(WORK ORDER) Starting with the first line and ending with the last, copy the entries word for word.

Stored data entries:
>>>

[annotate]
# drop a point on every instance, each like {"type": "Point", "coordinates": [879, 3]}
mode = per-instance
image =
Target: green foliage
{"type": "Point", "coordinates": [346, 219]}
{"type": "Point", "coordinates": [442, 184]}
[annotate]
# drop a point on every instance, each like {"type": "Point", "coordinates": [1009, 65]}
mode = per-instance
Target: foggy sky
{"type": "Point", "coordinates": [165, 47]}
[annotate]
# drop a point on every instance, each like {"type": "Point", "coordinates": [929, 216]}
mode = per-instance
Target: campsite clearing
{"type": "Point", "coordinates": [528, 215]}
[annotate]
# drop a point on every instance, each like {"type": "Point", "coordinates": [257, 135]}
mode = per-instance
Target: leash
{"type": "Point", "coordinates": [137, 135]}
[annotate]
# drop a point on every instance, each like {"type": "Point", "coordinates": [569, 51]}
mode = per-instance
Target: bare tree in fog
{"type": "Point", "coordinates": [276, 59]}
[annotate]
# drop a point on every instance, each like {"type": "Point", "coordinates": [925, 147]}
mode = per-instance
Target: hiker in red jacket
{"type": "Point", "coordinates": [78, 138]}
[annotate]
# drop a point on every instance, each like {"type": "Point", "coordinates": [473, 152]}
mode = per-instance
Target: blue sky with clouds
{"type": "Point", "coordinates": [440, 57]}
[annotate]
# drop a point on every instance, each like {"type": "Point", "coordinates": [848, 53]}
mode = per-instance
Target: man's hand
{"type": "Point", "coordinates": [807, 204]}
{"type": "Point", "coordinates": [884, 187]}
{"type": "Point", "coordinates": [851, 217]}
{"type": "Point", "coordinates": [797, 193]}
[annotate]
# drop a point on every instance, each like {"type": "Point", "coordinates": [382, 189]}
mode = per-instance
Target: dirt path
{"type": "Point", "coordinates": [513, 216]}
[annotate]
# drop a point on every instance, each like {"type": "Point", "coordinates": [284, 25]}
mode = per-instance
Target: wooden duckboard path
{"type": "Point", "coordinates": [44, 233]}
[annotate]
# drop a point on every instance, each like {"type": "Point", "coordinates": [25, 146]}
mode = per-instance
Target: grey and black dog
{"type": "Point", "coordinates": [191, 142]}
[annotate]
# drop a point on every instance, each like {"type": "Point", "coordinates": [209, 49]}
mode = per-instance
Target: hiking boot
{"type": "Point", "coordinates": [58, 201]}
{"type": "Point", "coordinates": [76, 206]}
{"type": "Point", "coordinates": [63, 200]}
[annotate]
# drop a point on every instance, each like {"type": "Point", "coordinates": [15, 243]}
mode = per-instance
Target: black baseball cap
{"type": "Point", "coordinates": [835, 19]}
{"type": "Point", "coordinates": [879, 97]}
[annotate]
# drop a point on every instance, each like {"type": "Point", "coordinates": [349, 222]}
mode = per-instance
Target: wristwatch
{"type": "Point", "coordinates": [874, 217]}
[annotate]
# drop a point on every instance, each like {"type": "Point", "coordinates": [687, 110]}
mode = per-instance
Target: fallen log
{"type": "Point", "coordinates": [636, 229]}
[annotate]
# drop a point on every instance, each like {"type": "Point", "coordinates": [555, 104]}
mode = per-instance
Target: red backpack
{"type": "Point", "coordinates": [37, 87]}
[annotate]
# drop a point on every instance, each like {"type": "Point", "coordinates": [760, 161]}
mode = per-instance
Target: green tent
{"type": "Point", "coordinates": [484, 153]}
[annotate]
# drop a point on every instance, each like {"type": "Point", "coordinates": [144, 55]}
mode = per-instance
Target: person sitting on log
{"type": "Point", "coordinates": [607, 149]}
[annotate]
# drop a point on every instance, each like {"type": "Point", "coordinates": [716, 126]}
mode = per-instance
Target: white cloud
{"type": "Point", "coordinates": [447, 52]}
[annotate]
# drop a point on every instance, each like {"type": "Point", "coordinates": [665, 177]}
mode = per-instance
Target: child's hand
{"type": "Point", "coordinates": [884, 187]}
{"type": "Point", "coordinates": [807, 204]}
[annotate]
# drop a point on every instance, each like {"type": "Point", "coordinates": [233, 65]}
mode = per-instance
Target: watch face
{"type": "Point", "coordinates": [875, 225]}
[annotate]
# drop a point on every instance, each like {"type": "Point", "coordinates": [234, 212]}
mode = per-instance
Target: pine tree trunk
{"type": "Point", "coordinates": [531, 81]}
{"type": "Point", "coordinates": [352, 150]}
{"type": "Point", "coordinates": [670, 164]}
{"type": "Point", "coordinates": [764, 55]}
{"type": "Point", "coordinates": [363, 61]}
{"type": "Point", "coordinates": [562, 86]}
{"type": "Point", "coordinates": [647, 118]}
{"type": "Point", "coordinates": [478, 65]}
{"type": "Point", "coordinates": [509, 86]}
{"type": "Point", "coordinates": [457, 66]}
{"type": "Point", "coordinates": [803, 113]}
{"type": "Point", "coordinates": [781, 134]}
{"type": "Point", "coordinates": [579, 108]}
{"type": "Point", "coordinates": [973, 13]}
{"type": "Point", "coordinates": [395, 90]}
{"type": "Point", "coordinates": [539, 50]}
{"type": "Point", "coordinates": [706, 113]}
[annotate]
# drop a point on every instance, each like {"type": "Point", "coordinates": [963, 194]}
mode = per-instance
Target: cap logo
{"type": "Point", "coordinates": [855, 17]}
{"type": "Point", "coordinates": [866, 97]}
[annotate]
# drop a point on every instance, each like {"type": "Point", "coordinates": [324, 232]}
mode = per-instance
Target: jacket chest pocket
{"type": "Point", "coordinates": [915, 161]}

<<<

(PROBLEM SOLUTION)
[annotate]
# drop a point on every instance, each like {"type": "Point", "coordinates": [879, 3]}
mode = per-instance
image =
Target: green foliage
{"type": "Point", "coordinates": [346, 219]}
{"type": "Point", "coordinates": [442, 184]}
[annotate]
# drop a point on every instance, each like {"type": "Point", "coordinates": [1009, 65]}
mode = per-instance
Target: foggy sky
{"type": "Point", "coordinates": [165, 47]}
[annotate]
# drop a point on every instance, each like {"type": "Point", "coordinates": [929, 216]}
mode = per-instance
Target: campsite clearing
{"type": "Point", "coordinates": [528, 215]}
[annotate]
# drop a point on every instance, each like {"type": "Point", "coordinates": [257, 135]}
mode = per-instance
Target: leash
{"type": "Point", "coordinates": [137, 135]}
[annotate]
# drop a point on every instance, each like {"type": "Point", "coordinates": [569, 51]}
mode = per-instance
Target: bare tree in fog
{"type": "Point", "coordinates": [276, 59]}
[annotate]
# drop a point on every instance, each like {"type": "Point", "coordinates": [925, 147]}
mode = per-instance
Target: hiker in red jacket
{"type": "Point", "coordinates": [78, 138]}
[annotate]
# drop a point on every instance, each like {"type": "Point", "coordinates": [473, 152]}
mode = per-instance
Target: blue sky with clouds
{"type": "Point", "coordinates": [440, 57]}
[annotate]
# drop a point on every instance, each like {"type": "Point", "coordinates": [848, 53]}
mode = per-instance
Target: man's hand
{"type": "Point", "coordinates": [807, 204]}
{"type": "Point", "coordinates": [884, 187]}
{"type": "Point", "coordinates": [851, 217]}
{"type": "Point", "coordinates": [797, 193]}
[annotate]
# drop a point on every instance, each like {"type": "Point", "coordinates": [382, 189]}
mode = per-instance
Target: dirt path
{"type": "Point", "coordinates": [513, 216]}
[annotate]
# drop a point on every instance, each like {"type": "Point", "coordinates": [284, 25]}
mode = per-instance
Target: wooden duckboard path
{"type": "Point", "coordinates": [44, 233]}
[annotate]
# drop a point on every instance, each like {"type": "Point", "coordinates": [25, 146]}
mode = per-instance
Target: grey and black dog
{"type": "Point", "coordinates": [191, 142]}
[annotate]
# drop a point on every instance, each like {"type": "Point", "coordinates": [209, 49]}
mode = per-instance
Target: hiking boot
{"type": "Point", "coordinates": [58, 201]}
{"type": "Point", "coordinates": [76, 206]}
{"type": "Point", "coordinates": [63, 200]}
[annotate]
# drop a point on every instance, each like {"type": "Point", "coordinates": [15, 243]}
mode = per-instance
Target: black baseball cap
{"type": "Point", "coordinates": [835, 19]}
{"type": "Point", "coordinates": [879, 97]}
[annotate]
# drop a point on every instance, each like {"type": "Point", "coordinates": [349, 222]}
mode = per-instance
Target: wristwatch
{"type": "Point", "coordinates": [874, 217]}
[annotate]
# drop a point on every instance, each like {"type": "Point", "coordinates": [687, 110]}
mode = per-instance
Target: fallen log
{"type": "Point", "coordinates": [636, 229]}
[annotate]
# drop a point on every instance, each like {"type": "Point", "coordinates": [555, 104]}
mode = per-instance
Target: red backpack
{"type": "Point", "coordinates": [37, 87]}
[annotate]
# drop a point on every instance, each like {"type": "Point", "coordinates": [760, 161]}
mode = per-instance
Target: green tent
{"type": "Point", "coordinates": [484, 153]}
[annotate]
# drop a point on every instance, each like {"type": "Point", "coordinates": [144, 55]}
mode = per-instance
Target: person sitting on log
{"type": "Point", "coordinates": [607, 149]}
[annotate]
# drop a point on every instance, each like {"type": "Point", "coordinates": [716, 126]}
mode = per-instance
Target: white cloud
{"type": "Point", "coordinates": [447, 52]}
[annotate]
# drop a point on every instance, each like {"type": "Point", "coordinates": [665, 177]}
mode = per-instance
Target: child's hand
{"type": "Point", "coordinates": [884, 187]}
{"type": "Point", "coordinates": [807, 204]}
[annotate]
# drop a point on every instance, each like {"type": "Point", "coordinates": [233, 65]}
mode = per-instance
Target: watch face
{"type": "Point", "coordinates": [875, 225]}
[annotate]
# drop a point on every instance, each like {"type": "Point", "coordinates": [234, 212]}
mode = per-instance
Target: pine tree trunk
{"type": "Point", "coordinates": [531, 81]}
{"type": "Point", "coordinates": [352, 150]}
{"type": "Point", "coordinates": [670, 164]}
{"type": "Point", "coordinates": [764, 55]}
{"type": "Point", "coordinates": [363, 61]}
{"type": "Point", "coordinates": [562, 86]}
{"type": "Point", "coordinates": [647, 118]}
{"type": "Point", "coordinates": [478, 65]}
{"type": "Point", "coordinates": [509, 86]}
{"type": "Point", "coordinates": [457, 66]}
{"type": "Point", "coordinates": [803, 113]}
{"type": "Point", "coordinates": [781, 134]}
{"type": "Point", "coordinates": [579, 108]}
{"type": "Point", "coordinates": [973, 13]}
{"type": "Point", "coordinates": [395, 90]}
{"type": "Point", "coordinates": [539, 50]}
{"type": "Point", "coordinates": [706, 113]}
[annotate]
# drop a point on every instance, each like {"type": "Point", "coordinates": [963, 194]}
mode = per-instance
Target: cap logo
{"type": "Point", "coordinates": [855, 17]}
{"type": "Point", "coordinates": [866, 97]}
[annotate]
# drop a point on every instance, each like {"type": "Point", "coordinates": [324, 232]}
mode = per-instance
Target: jacket chest pocket
{"type": "Point", "coordinates": [915, 161]}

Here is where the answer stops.